[Stored data entries]
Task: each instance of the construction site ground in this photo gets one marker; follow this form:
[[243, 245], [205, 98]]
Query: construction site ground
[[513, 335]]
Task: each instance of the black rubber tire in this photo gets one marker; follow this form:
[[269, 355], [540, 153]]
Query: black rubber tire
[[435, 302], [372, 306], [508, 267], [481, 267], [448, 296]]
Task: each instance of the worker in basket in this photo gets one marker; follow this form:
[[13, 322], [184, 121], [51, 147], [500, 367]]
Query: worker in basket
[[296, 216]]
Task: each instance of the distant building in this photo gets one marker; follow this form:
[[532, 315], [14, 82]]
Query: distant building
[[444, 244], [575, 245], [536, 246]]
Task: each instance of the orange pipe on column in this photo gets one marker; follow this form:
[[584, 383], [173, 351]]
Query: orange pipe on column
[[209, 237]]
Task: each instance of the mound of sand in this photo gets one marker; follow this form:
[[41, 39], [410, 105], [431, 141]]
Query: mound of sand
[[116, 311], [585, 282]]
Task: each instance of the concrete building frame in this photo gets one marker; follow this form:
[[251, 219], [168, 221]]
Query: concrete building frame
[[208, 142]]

...

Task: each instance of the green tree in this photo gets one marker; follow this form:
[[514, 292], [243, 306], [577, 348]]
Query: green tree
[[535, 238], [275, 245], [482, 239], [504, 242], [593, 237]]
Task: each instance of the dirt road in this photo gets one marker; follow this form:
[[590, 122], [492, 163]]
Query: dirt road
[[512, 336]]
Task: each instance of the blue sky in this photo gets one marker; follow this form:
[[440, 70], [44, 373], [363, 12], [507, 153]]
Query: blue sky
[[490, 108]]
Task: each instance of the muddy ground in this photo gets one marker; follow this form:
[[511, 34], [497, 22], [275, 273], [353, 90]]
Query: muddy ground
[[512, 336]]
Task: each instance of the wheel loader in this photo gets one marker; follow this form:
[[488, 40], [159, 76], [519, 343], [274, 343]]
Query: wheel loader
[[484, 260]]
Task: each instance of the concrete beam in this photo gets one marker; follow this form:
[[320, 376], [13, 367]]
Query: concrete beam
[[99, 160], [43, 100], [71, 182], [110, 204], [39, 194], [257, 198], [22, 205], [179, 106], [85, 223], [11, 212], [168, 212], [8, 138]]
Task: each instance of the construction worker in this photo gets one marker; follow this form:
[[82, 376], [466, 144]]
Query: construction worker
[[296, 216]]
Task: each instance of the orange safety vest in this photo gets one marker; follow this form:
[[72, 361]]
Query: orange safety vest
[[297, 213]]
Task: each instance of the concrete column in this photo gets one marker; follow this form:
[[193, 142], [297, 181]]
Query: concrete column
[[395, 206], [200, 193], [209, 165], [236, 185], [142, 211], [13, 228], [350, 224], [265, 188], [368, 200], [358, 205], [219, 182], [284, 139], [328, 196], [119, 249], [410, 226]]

REQUIREMENT | Using the entries above, return exactly the lines from the line with "Task: each instance of the construction site" to the line with "Task: each instance of the distant", counting both of those lines.

RESULT FOR THIS EXERCISE |
Task: each instance of the construction site ground in this photo gets one marker; follow this form:
[[243, 245], [205, 98]]
Query: construction site ground
[[513, 335]]
Task: each instance of the black rubber tire in this photo gets one marker; follow this form:
[[269, 355], [540, 153]]
Query: black rubber tire
[[435, 302], [372, 306], [508, 267], [481, 267], [448, 296]]
Task: each instance of the worker in basket in this photo gets one marker; follow this form:
[[13, 322], [184, 121], [51, 147], [500, 367]]
Query: worker in basket
[[296, 216]]
Task: each instance of the distant building in this photo gets one marker; follow this form:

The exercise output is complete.